One of the great features of a career in teaching is the opportunity to have a new start more than once a year. We start a school year in the fall, with nice, fresh bulletin boards, clean desks and floors, in a building that has been thoroughly scrubbed and shined during the summer. And then, we also start over in January along with the rest of the world. I love new beginnings. As you look at the brand new calendar pages for 2012 and contemplate all the ways in which you will make this a great year, I recommend that you consider applying for the James Madison Memorial Fellowship. I consider the Fellowship and its opportunities for professional and personal growth to be the single most important experience of my professional life.

Available data:
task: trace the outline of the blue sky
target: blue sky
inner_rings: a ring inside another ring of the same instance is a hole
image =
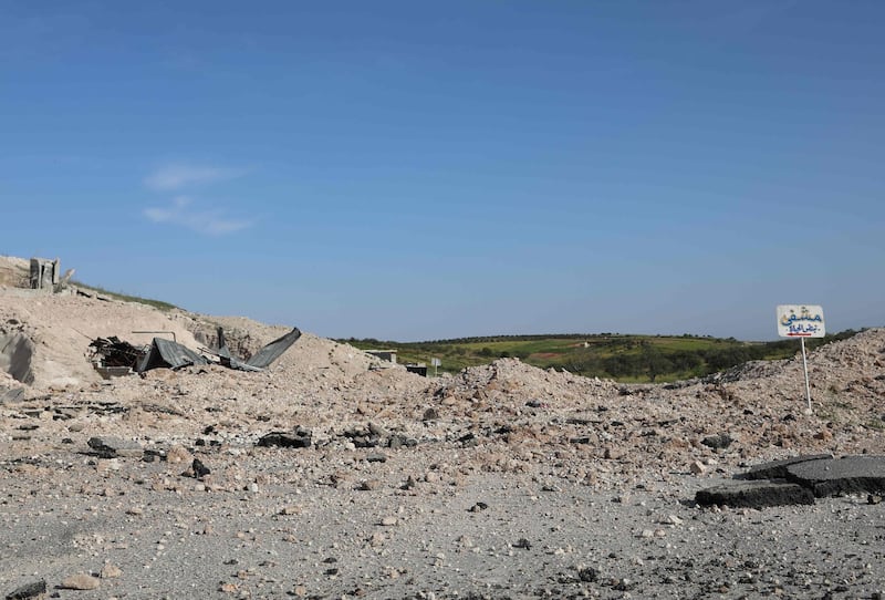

What to work on:
1. From the passage about teaching, set down the words from "One of the great" up to and including "my professional life.".
2. In the passage about teaching, which fellowship does the writer recommend applying for?
3. Can you condense the paragraph of the teaching passage beginning "One of the great features" into a short list that keeps its main facts?

Task-by-task results:
1.
One of the great features of a career in teaching is the opportunity to have a new start more than once a year. We start a school year in the fall, with nice, fresh bulletin boards, clean desks and floors, in a building that has been thoroughly scrubbed and shined during the summer. And then, we also start over in January along with the rest of the world. I love new beginnings. As you look at the brand new calendar pages for 2012 and contemplate all the ways in which you will make this a great year, I recommend that you consider applying for the James Madison Memorial Fellowship. I consider the Fellowship and its opportunities for professional and personal growth to be the single most important experience of my professional life.

2. The James Madison Memorial Fellowship.

3.
- Teaching offers a fresh start more than once a year.
- The school year begins in the fall, in a building cleaned over the summer, with fresh bulletin boards and clean desks and floors.
- Teachers start over again in January along with everyone else.
- The writer loves new beginnings and recommends applying for the James Madison Memorial Fellowship when planning for 2012.
- The writer considers the Fellowship the single most important experience of their professional life because of its opportunities for professional and personal growth.